[Point-per-instance localization data]
○ ○ ○ ○ ○
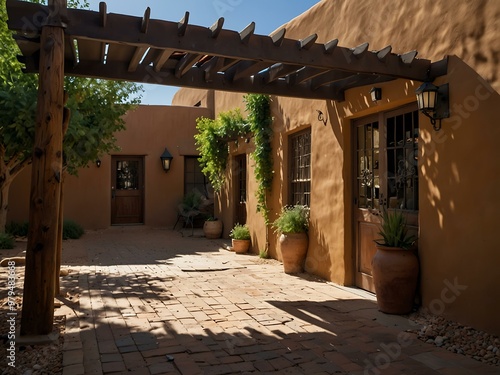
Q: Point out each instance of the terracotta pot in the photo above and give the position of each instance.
(395, 277)
(293, 251)
(240, 246)
(212, 229)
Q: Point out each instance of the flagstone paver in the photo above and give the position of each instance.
(155, 302)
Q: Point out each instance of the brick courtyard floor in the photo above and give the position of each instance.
(155, 302)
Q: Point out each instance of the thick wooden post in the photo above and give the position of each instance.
(39, 288)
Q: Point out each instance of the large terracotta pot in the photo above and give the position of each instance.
(395, 277)
(293, 251)
(240, 246)
(212, 229)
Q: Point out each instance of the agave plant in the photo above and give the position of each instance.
(394, 231)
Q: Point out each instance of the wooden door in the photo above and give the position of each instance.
(386, 172)
(127, 190)
(240, 191)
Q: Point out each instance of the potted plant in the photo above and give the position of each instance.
(395, 265)
(240, 238)
(292, 224)
(212, 228)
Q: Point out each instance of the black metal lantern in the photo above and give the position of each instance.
(433, 102)
(376, 93)
(166, 160)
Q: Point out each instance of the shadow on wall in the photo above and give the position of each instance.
(460, 172)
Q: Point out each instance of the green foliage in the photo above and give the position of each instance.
(394, 231)
(292, 219)
(260, 120)
(6, 241)
(192, 199)
(213, 136)
(240, 232)
(72, 230)
(211, 142)
(96, 106)
(17, 229)
(263, 254)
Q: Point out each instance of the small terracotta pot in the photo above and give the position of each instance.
(395, 277)
(240, 246)
(293, 251)
(212, 229)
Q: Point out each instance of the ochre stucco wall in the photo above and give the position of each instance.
(87, 198)
(459, 166)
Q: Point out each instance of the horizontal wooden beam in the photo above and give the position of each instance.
(122, 29)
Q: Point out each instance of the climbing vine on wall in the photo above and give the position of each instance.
(213, 136)
(260, 120)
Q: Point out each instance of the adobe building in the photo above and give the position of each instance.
(358, 156)
(446, 186)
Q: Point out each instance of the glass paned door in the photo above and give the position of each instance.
(127, 190)
(386, 176)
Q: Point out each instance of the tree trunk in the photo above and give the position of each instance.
(39, 285)
(4, 204)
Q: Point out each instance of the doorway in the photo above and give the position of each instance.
(240, 190)
(127, 190)
(386, 177)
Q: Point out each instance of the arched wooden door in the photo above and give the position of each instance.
(127, 190)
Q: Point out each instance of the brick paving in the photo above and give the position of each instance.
(155, 302)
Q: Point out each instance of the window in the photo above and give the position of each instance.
(193, 176)
(300, 168)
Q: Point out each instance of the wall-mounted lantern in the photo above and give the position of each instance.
(433, 102)
(166, 160)
(376, 94)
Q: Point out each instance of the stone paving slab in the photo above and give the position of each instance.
(152, 301)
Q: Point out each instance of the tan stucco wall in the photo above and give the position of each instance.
(87, 198)
(457, 192)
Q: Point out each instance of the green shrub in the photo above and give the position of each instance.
(292, 219)
(240, 232)
(72, 230)
(17, 229)
(6, 241)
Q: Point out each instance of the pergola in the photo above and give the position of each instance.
(56, 41)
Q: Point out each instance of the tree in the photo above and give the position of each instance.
(96, 106)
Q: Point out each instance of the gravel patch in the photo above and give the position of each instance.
(456, 338)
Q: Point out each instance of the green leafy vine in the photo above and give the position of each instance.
(213, 136)
(260, 120)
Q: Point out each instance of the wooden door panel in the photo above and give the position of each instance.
(127, 179)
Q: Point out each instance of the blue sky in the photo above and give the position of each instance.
(268, 15)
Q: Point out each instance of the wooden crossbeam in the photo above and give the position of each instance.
(305, 74)
(244, 69)
(278, 37)
(278, 70)
(247, 33)
(384, 53)
(331, 45)
(145, 20)
(182, 25)
(103, 15)
(136, 59)
(408, 57)
(186, 63)
(216, 28)
(162, 59)
(85, 25)
(308, 42)
(360, 50)
(329, 77)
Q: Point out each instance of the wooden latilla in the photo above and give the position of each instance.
(141, 49)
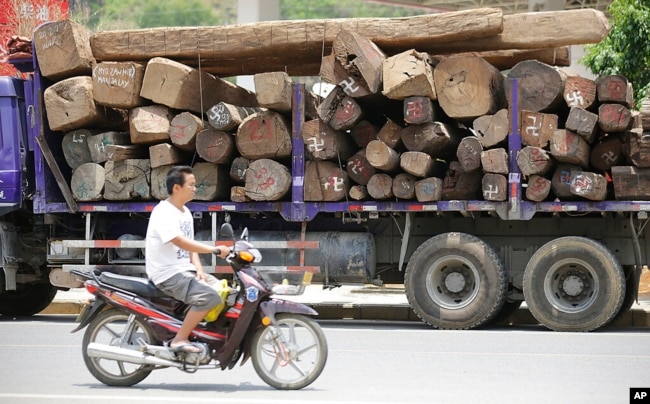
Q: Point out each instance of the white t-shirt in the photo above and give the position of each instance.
(163, 258)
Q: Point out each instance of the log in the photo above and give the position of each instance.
(428, 189)
(584, 123)
(495, 187)
(212, 182)
(461, 185)
(267, 180)
(468, 87)
(238, 169)
(408, 74)
(264, 135)
(97, 144)
(492, 130)
(538, 188)
(359, 169)
(631, 183)
(87, 183)
(495, 161)
(215, 146)
(541, 86)
(274, 90)
(226, 117)
(588, 185)
(149, 124)
(568, 147)
(561, 181)
(63, 50)
(533, 160)
(361, 58)
(614, 118)
(70, 105)
(380, 186)
(616, 89)
(182, 87)
(183, 130)
(418, 110)
(537, 128)
(118, 84)
(339, 111)
(404, 186)
(127, 180)
(164, 154)
(382, 157)
(299, 44)
(325, 181)
(607, 153)
(580, 92)
(75, 147)
(417, 164)
(637, 147)
(324, 143)
(469, 153)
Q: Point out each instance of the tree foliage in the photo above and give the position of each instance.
(626, 48)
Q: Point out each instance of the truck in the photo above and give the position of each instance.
(463, 263)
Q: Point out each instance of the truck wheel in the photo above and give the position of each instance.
(27, 300)
(573, 284)
(455, 281)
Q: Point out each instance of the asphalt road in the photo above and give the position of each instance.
(369, 362)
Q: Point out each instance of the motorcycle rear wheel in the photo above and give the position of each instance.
(305, 352)
(111, 327)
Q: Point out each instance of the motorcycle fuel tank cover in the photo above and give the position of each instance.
(252, 293)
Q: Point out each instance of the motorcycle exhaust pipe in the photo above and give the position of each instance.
(103, 351)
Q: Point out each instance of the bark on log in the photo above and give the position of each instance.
(589, 185)
(615, 89)
(264, 135)
(428, 189)
(584, 123)
(468, 87)
(183, 130)
(495, 187)
(541, 86)
(87, 183)
(63, 50)
(70, 105)
(267, 180)
(631, 183)
(325, 181)
(408, 74)
(149, 124)
(212, 182)
(118, 84)
(404, 186)
(215, 146)
(538, 188)
(537, 128)
(127, 180)
(492, 130)
(297, 44)
(226, 117)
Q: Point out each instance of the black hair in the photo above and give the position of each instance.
(177, 175)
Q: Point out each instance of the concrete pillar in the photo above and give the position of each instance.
(249, 11)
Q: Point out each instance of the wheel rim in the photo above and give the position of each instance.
(112, 331)
(295, 360)
(571, 285)
(452, 282)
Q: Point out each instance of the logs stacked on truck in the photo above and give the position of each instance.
(406, 120)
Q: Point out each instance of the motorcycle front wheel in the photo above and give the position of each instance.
(112, 327)
(291, 354)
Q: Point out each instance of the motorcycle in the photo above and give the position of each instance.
(130, 323)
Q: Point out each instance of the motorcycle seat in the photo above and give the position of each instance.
(140, 286)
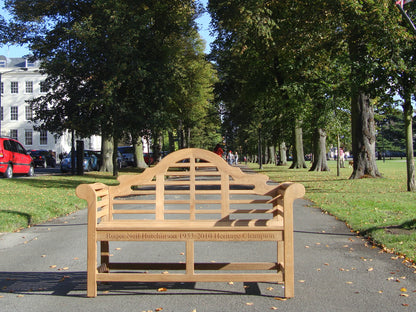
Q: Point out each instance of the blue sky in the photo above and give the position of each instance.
(19, 51)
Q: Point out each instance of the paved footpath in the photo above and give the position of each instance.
(43, 268)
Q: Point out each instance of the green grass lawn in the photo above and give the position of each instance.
(381, 209)
(26, 201)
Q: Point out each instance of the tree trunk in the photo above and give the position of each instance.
(114, 158)
(272, 154)
(156, 146)
(363, 137)
(260, 157)
(282, 154)
(410, 163)
(171, 142)
(319, 151)
(106, 154)
(298, 154)
(138, 153)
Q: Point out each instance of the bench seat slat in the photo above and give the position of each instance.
(197, 277)
(198, 266)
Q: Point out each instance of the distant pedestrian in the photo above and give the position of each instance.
(341, 158)
(218, 150)
(230, 158)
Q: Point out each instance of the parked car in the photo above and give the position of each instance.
(43, 158)
(14, 159)
(90, 162)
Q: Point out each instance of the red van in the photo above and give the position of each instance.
(14, 159)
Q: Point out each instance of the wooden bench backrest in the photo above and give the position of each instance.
(190, 184)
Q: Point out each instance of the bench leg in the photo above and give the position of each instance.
(105, 255)
(92, 267)
(190, 257)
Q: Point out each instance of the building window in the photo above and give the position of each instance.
(43, 137)
(28, 112)
(13, 134)
(29, 63)
(14, 87)
(28, 137)
(14, 113)
(43, 87)
(29, 86)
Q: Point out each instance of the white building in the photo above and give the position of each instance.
(22, 81)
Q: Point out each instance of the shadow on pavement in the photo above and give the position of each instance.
(74, 284)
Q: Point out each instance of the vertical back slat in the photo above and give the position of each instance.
(160, 196)
(225, 195)
(192, 189)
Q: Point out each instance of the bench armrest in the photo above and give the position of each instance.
(98, 200)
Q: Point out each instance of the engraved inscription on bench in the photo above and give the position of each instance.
(198, 236)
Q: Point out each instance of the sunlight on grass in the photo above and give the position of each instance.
(379, 208)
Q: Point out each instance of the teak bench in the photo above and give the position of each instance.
(192, 195)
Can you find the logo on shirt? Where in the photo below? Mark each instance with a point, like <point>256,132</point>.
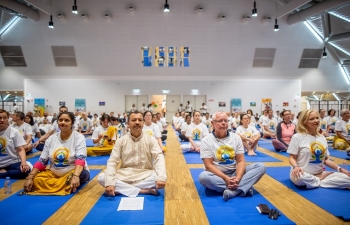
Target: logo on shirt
<point>225,154</point>
<point>3,145</point>
<point>247,134</point>
<point>196,134</point>
<point>60,156</point>
<point>317,151</point>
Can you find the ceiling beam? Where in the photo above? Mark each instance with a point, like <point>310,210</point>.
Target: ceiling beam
<point>290,7</point>
<point>44,6</point>
<point>339,36</point>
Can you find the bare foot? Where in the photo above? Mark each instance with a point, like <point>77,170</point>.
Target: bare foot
<point>151,191</point>
<point>252,153</point>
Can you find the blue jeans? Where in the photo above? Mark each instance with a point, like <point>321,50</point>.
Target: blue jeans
<point>252,175</point>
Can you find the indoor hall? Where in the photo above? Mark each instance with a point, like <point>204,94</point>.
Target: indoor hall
<point>113,54</point>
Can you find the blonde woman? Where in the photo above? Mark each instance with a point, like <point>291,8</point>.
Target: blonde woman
<point>308,151</point>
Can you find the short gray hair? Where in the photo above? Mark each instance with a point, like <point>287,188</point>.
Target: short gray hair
<point>218,112</point>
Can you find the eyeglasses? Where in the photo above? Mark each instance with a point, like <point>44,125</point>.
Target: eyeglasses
<point>221,121</point>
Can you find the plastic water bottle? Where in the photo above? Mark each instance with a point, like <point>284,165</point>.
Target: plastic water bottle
<point>7,186</point>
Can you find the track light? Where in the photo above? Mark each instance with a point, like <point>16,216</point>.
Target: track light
<point>75,7</point>
<point>324,54</point>
<point>254,10</point>
<point>166,6</point>
<point>51,22</point>
<point>276,26</point>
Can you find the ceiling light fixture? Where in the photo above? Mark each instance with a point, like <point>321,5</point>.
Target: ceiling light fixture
<point>75,7</point>
<point>254,10</point>
<point>166,6</point>
<point>324,54</point>
<point>276,27</point>
<point>51,22</point>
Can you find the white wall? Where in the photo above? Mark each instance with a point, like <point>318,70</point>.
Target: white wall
<point>113,92</point>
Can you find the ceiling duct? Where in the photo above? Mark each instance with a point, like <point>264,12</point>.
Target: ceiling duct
<point>21,8</point>
<point>316,9</point>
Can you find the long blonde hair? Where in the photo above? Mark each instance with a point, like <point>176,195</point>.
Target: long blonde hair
<point>303,117</point>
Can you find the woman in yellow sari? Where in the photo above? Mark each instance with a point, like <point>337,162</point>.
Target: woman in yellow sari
<point>66,151</point>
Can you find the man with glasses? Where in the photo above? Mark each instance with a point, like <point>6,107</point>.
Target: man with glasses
<point>223,155</point>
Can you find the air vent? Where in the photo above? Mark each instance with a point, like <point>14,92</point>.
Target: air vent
<point>13,56</point>
<point>64,55</point>
<point>310,58</point>
<point>264,57</point>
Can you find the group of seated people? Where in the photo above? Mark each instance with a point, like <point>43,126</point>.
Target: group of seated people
<point>137,164</point>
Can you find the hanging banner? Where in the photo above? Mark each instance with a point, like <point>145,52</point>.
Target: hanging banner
<point>39,106</point>
<point>80,105</point>
<point>236,105</point>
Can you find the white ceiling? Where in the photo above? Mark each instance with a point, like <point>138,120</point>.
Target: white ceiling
<point>219,49</point>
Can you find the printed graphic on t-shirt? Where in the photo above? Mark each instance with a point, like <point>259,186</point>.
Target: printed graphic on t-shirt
<point>61,155</point>
<point>317,151</point>
<point>247,134</point>
<point>196,134</point>
<point>3,145</point>
<point>225,154</point>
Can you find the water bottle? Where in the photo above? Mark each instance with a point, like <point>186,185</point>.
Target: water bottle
<point>7,186</point>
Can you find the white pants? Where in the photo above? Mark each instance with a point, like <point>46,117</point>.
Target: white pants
<point>189,147</point>
<point>334,180</point>
<point>130,190</point>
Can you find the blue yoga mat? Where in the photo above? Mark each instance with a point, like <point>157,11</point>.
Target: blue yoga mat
<point>193,158</point>
<point>335,201</point>
<point>105,211</point>
<point>89,143</point>
<point>269,146</point>
<point>239,210</point>
<point>97,160</point>
<point>40,207</point>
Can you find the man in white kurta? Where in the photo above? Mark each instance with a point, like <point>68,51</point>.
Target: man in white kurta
<point>142,169</point>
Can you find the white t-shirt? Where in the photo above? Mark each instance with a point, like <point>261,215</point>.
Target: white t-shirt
<point>223,151</point>
<point>10,139</point>
<point>323,123</point>
<point>247,132</point>
<point>270,123</point>
<point>331,121</point>
<point>25,129</point>
<point>101,130</point>
<point>343,127</point>
<point>184,127</point>
<point>152,130</point>
<point>35,129</point>
<point>85,124</point>
<point>197,132</point>
<point>189,108</point>
<point>311,152</point>
<point>62,154</point>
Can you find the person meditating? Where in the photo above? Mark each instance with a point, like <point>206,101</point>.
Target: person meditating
<point>249,135</point>
<point>223,155</point>
<point>308,151</point>
<point>66,151</point>
<point>12,154</point>
<point>142,166</point>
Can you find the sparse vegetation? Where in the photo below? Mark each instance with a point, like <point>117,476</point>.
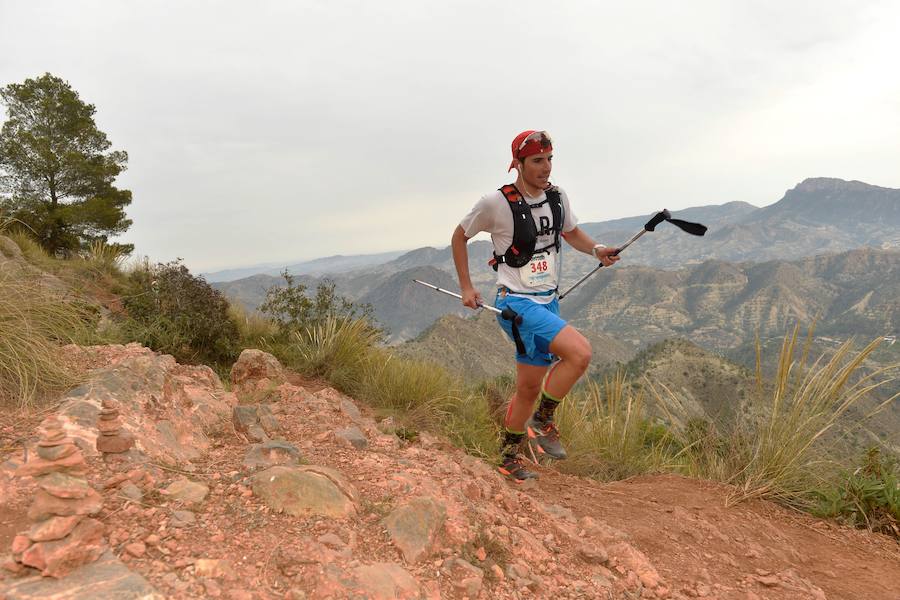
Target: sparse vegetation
<point>608,433</point>
<point>33,322</point>
<point>780,451</point>
<point>869,496</point>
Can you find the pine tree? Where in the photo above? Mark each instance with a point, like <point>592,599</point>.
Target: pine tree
<point>56,169</point>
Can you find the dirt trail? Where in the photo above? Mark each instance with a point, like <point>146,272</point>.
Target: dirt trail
<point>563,537</point>
<point>698,544</point>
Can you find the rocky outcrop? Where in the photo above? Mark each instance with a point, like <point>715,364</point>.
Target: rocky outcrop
<point>303,490</point>
<point>169,409</point>
<point>62,536</point>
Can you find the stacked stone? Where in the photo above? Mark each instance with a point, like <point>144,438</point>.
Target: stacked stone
<point>112,439</point>
<point>62,536</point>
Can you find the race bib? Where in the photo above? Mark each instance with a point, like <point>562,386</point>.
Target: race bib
<point>540,270</point>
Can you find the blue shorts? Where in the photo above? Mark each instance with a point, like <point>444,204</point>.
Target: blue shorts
<point>540,324</point>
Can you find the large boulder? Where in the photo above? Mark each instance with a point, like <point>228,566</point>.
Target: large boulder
<point>106,578</point>
<point>305,490</point>
<point>414,526</point>
<point>269,454</point>
<point>256,374</point>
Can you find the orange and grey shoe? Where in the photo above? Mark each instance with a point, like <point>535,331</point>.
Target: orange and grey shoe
<point>544,438</point>
<point>513,467</point>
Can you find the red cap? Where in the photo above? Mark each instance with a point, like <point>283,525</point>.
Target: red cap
<point>539,145</point>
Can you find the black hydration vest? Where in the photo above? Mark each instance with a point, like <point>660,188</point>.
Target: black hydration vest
<point>525,231</point>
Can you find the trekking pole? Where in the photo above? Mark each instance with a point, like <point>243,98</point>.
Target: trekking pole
<point>663,215</point>
<point>507,313</point>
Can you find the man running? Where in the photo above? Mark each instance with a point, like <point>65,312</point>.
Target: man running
<point>526,221</point>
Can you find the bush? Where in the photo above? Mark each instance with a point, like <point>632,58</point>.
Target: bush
<point>180,314</point>
<point>609,434</point>
<point>868,497</point>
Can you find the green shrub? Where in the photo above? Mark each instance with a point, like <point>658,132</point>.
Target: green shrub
<point>34,321</point>
<point>294,311</point>
<point>867,497</point>
<point>175,312</point>
<point>336,349</point>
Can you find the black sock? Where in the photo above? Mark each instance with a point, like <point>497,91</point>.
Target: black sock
<point>544,413</point>
<point>511,441</point>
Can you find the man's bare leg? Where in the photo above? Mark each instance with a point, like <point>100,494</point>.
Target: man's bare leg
<point>528,386</point>
<point>521,404</point>
<point>574,352</point>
○ ○ ○ ○ ○
Set down again, word for word, the stretch of records from the line with "Target: trekking pole" to the line with "Can you find the green", both of those lines included.

Target: trekking pole
<point>663,215</point>
<point>507,313</point>
Can you find the man running? Where in the photo above? Mark each instance with a point, like <point>65,312</point>.
Target: man running
<point>526,221</point>
Can you find the bush? Where in the photo above? Mark each instance with a point, like <point>632,58</point>.
Target: bush
<point>180,314</point>
<point>609,434</point>
<point>868,497</point>
Can you find the green shrub? Where in the photo above? Mark each instance with a point, like <point>658,132</point>.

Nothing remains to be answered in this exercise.